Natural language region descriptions

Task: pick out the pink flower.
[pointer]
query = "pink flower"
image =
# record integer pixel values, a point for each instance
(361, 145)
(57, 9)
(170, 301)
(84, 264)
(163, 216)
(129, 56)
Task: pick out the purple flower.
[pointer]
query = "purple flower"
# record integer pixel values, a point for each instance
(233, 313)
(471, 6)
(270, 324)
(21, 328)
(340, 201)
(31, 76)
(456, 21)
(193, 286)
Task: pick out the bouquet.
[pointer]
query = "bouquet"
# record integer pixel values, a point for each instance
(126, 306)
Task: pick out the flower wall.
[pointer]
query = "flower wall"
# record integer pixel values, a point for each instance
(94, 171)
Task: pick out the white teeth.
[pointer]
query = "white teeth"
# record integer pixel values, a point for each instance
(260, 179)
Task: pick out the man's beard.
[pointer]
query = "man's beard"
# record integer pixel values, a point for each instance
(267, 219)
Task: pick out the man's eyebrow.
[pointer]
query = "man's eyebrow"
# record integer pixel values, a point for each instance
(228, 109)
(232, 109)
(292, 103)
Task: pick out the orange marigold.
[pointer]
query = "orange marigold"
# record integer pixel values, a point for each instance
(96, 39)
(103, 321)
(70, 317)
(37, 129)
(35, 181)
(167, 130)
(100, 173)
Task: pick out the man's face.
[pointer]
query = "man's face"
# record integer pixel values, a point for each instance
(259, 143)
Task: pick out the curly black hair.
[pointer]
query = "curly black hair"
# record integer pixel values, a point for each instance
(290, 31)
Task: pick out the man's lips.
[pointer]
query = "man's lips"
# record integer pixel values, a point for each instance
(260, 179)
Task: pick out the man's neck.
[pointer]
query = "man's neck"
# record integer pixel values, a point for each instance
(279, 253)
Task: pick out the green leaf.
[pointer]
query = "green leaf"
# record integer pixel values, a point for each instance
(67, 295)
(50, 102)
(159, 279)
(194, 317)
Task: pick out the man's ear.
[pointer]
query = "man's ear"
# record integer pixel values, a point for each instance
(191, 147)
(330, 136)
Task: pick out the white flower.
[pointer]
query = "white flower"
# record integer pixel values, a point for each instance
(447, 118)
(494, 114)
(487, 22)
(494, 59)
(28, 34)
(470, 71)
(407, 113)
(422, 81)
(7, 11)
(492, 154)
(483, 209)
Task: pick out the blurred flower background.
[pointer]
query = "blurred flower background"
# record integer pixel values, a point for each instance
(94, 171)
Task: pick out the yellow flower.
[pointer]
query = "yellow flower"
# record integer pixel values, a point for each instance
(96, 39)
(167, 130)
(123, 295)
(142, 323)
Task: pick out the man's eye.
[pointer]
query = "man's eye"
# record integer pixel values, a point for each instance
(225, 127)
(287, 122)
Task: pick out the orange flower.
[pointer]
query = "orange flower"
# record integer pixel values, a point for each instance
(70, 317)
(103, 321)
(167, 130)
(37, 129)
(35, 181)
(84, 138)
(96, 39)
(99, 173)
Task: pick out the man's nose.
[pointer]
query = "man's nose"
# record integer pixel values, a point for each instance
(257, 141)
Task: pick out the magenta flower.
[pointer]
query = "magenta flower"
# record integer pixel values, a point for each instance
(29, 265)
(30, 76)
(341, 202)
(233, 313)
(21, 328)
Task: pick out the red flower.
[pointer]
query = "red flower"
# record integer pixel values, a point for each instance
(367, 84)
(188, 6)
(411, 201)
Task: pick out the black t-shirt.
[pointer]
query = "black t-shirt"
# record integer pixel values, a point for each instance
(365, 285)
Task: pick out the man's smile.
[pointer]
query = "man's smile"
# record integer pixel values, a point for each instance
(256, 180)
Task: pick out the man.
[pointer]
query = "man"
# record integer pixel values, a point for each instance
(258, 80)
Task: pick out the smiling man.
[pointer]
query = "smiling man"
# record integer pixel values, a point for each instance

--

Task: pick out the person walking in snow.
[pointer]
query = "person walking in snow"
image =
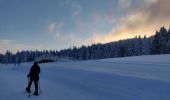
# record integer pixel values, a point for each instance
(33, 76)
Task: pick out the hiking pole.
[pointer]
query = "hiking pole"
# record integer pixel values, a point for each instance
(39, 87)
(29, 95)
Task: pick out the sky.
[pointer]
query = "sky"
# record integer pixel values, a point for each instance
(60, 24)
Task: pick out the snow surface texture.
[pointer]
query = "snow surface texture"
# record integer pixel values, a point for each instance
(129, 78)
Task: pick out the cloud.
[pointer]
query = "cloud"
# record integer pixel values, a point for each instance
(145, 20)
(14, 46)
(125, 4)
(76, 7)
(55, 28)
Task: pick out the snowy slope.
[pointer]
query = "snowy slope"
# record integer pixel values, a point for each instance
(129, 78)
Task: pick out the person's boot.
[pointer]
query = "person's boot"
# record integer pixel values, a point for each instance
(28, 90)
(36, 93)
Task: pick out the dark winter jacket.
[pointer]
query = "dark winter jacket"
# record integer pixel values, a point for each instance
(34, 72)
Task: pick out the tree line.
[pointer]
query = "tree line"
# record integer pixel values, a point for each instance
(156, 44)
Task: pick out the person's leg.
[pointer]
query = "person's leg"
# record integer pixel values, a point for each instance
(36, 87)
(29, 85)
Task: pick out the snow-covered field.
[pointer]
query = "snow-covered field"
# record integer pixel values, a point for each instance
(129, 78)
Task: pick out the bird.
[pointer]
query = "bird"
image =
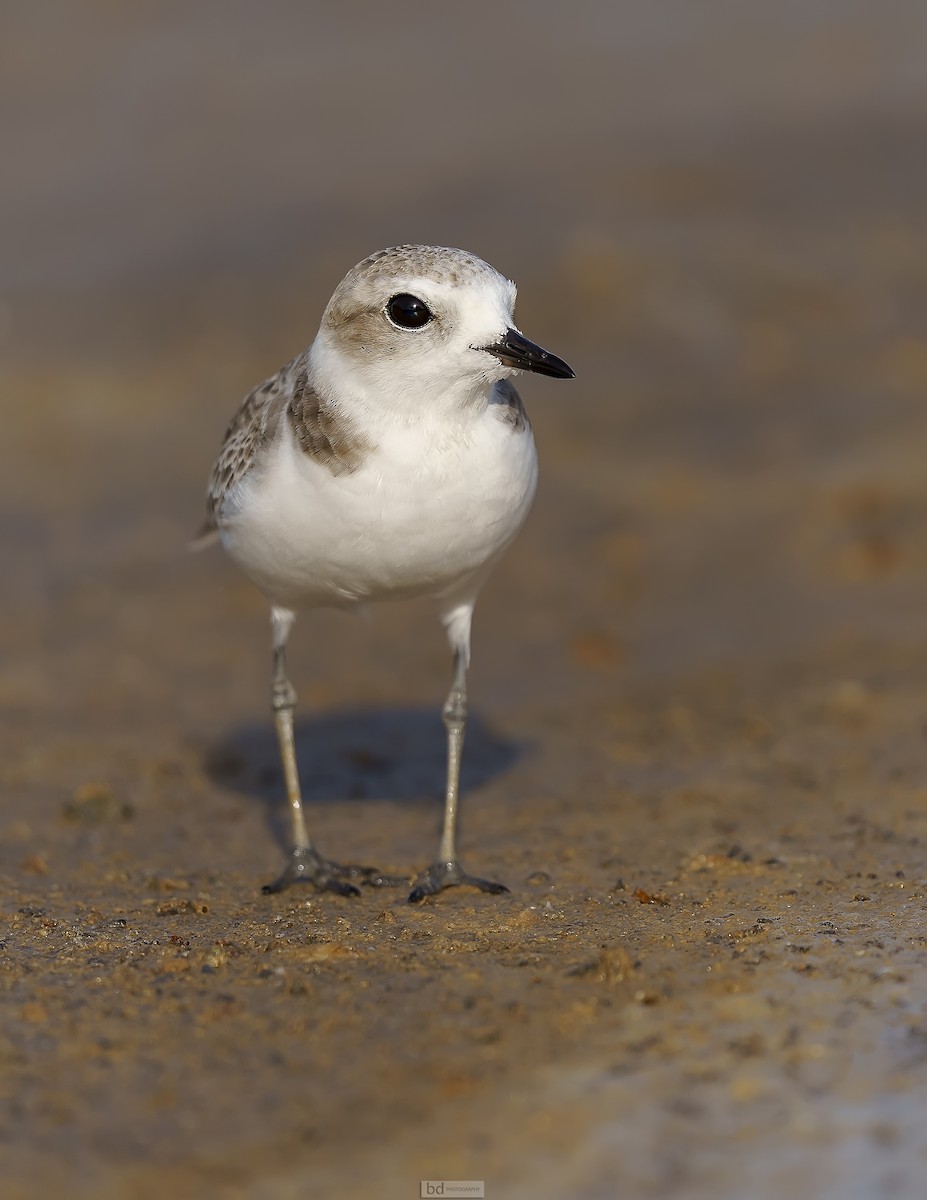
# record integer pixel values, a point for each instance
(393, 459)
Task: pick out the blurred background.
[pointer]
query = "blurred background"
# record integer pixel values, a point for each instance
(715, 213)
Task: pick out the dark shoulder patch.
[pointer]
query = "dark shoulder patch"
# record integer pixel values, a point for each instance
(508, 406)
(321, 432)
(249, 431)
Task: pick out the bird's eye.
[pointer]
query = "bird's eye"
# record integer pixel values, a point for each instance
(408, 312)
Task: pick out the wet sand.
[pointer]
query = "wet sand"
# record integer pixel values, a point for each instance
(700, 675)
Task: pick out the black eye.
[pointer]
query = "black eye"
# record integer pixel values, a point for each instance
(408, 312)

PROBLEM TO WORK ON:
State how many lines of the records hold the string "blurred", and nothing else.

REPLY TO THE TASK:
4